For the copy, please give all of the data again exactly and leave the pictures out.

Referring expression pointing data
==========

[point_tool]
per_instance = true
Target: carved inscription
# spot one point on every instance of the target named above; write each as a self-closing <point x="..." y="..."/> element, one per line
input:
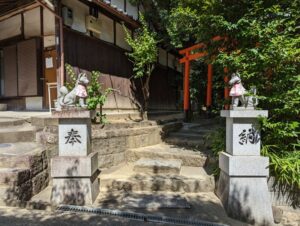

==========

__RESPONSE FOR THIS EXERCISE__.
[point_tool]
per_instance = true
Target: carved inscription
# spot one point on every instance of the target named above; write each as a self-closing <point x="..." y="..."/> element, one per line
input:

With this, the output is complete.